TRY IT - The entries below are to be duplicated exactly, with nothing left out.

Saved entries:
━━━
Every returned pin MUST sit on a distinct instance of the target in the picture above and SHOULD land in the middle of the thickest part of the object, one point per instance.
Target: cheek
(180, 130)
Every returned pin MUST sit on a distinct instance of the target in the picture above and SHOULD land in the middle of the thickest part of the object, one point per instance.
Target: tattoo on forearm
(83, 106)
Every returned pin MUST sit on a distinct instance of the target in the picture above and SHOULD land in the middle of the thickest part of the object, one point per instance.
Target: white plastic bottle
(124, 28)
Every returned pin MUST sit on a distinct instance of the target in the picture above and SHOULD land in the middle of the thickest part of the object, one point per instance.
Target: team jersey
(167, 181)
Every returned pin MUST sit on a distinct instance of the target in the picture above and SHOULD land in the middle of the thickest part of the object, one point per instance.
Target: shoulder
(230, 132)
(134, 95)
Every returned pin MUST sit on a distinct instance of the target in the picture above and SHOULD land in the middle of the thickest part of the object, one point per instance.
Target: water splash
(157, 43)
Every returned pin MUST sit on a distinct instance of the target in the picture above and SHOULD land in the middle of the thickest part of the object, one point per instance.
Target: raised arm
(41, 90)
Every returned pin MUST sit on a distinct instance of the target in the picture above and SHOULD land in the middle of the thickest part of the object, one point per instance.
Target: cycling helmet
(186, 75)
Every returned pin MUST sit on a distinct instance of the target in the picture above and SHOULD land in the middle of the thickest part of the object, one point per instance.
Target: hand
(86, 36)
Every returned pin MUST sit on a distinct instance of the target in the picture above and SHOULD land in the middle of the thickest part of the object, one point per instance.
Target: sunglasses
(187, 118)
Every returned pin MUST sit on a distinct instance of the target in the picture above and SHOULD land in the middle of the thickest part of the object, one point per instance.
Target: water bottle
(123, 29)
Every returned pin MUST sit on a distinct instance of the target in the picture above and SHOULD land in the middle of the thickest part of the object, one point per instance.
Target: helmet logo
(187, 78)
━━━
REPLY TO THE EXERCISE -
Every returned pin MUST sit on a distinct instance of the target in the picture above and SHOULD land in the middle of the thickest part of the object, one point per instance.
Target: cheek
(180, 130)
Every returned pin MUST sit on a distinct instance of the target in the picture above and SHOULD land in the middle of the thickest part of the object, one point per instance.
Target: tattoo on forearm
(83, 106)
Every returned pin MUST sit on a distinct instance of the target in the picture above and SHOULD land in the middle of the thickest part of the object, one point per instance.
Target: white plastic bottle
(124, 28)
Every returned pin MUST sit on a distinct instance of the target in the picture above and SHOULD land in the middle of the thickest part of the object, one point per instance.
Target: team jersey
(167, 181)
Every returned pin MUST sit on a distinct instance of the target in the picture above and SHOULD land in the middle of the thickest part of the object, one point per instance.
Target: shoulder
(230, 132)
(134, 95)
Every returned pin MUST sit on a distinct instance of the target in the picture above and SHOULD land in the middle of the thickest part of the object, one point per instance.
Target: water splash
(157, 43)
Every returned pin MUST sit on a distinct instance of the target in the picture above and SHOULD land in the middle of the thickest part of the object, one point per instance.
Target: raised arm
(41, 90)
Every returned pin MUST sit on a distinct instance of the target in the picture above and SHOULD land in the middle of the thickest part of the object, one point per instance.
Target: cycling helmet
(186, 75)
Every returned pin MUST sit on a distinct instance of the target in the picture above and SHOULD land in the middle of the thickest part of the object, one point per instance.
Target: hand
(86, 36)
Every returned pin MUST sit on a distinct instance of the target in the picture above and SHOULD land in the middle of the thickest part of the object, one point per instance.
Target: sunglasses
(187, 118)
Every returned pin MUST sit on a distinct instance of the target in the picture above and SHOULD land in the middle of the thickest part of the object, one point per instance.
Target: water bottle
(123, 29)
Every returned pin MUST sit on a distinct instance of the target in the picture above and SHOULD land in the middle of the thickest part of the object, one point per instance.
Target: helmet logo
(187, 78)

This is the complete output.